(Excerpts of location labeling data)

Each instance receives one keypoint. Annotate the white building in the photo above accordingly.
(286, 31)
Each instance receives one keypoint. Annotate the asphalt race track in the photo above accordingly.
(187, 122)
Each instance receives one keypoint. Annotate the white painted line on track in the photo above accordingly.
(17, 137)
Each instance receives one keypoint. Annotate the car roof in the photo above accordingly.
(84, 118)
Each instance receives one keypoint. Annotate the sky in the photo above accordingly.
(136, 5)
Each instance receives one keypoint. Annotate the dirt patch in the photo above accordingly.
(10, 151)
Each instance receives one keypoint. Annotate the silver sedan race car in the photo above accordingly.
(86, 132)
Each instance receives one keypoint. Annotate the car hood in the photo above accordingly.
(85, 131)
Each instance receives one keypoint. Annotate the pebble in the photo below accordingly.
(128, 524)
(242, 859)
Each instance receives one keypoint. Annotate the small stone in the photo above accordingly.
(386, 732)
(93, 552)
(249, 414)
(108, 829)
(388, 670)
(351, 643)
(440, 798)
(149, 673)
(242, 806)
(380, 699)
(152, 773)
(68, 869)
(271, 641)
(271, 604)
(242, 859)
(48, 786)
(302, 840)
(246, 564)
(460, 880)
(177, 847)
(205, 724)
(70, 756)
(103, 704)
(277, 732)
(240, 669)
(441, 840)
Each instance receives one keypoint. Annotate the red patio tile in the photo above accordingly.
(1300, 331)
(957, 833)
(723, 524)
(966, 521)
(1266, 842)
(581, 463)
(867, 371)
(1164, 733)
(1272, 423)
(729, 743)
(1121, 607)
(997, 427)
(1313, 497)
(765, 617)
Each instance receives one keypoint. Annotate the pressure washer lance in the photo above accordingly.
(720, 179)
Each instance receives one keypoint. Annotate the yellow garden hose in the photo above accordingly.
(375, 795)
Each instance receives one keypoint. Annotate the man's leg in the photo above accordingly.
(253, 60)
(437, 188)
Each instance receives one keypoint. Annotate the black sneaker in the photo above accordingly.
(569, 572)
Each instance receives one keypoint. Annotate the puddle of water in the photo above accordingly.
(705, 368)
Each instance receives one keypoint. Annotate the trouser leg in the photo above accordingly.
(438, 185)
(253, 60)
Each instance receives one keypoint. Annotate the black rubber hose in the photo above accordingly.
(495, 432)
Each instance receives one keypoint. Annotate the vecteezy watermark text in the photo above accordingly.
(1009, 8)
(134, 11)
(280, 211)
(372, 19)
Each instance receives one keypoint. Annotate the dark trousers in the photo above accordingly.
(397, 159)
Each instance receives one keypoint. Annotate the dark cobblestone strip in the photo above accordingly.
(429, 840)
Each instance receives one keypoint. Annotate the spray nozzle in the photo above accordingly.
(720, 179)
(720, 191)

What the task requires
Give the lines exactly as they stand, from the line with "Each instance receives one keypoint. Annotate the dirt" through the end of the material.

Written answer
Each instance receives one keypoint. Annotate the dirt patch in the photo above accordingly.
(10, 151)
Each instance receives one keypoint. Annotate the silver sedan race car in the photo above accordingly.
(86, 132)
Each instance receives one keypoint. Annotate the car hood in the photo above accordingly.
(85, 131)
Each instance receives one keypoint. Annotate the pebble in the photo below accordingly.
(128, 524)
(242, 859)
Each instance receives one keypoint. Annotate the small stone in the photo above accordingly.
(386, 732)
(93, 552)
(249, 414)
(108, 829)
(388, 670)
(351, 643)
(440, 798)
(149, 673)
(242, 806)
(380, 699)
(152, 773)
(68, 869)
(271, 641)
(271, 604)
(242, 859)
(48, 786)
(302, 840)
(246, 564)
(460, 880)
(177, 847)
(205, 724)
(70, 756)
(103, 704)
(277, 732)
(240, 669)
(441, 840)
Each instance receives one keypoint. Annotate the red patio tile in the photo above accordingly.
(1300, 331)
(957, 833)
(723, 524)
(966, 521)
(1266, 842)
(581, 463)
(867, 371)
(1164, 733)
(1272, 423)
(729, 743)
(1121, 607)
(997, 427)
(1313, 497)
(765, 617)
Each instance receives one keypoint. Annotate the pressure washer lance in the photo above accordingly.
(720, 179)
Each instance receives one keypoint. Annotate the yellow garden hose in the photo above accordingly.
(375, 795)
Each instance receives one keypoint. Annotate the man's leg in the photo above accordingly.
(253, 60)
(437, 188)
Each instance receives one keypoint. Annotate the black sneaker in the photo above accordingly.
(569, 572)
Each instance receives one keypoint. Annotate the puddle of water in the photo above accordingly.
(705, 368)
Each instance receives one keypoint. Annotate the trouser leg in the photo above accordingly.
(438, 185)
(253, 60)
Each instance receives one keypoint. Annotate the black rubber hose in the photo above accordingly.
(495, 432)
Each instance receives one keypoint. Annotate the vecteezy watermark text in the photo above accordingly.
(1009, 8)
(134, 11)
(280, 211)
(372, 19)
Each instance receives one keypoint. Annotate the dark trousers in the photo above accordingly.
(397, 159)
Each instance receives one keypoint. Annotate the dark cobblestone strip in the photo above accordingly.
(429, 840)
Each instance receives one keypoint. Annotate the spray nozzle in the photo above accordingly.
(720, 179)
(720, 191)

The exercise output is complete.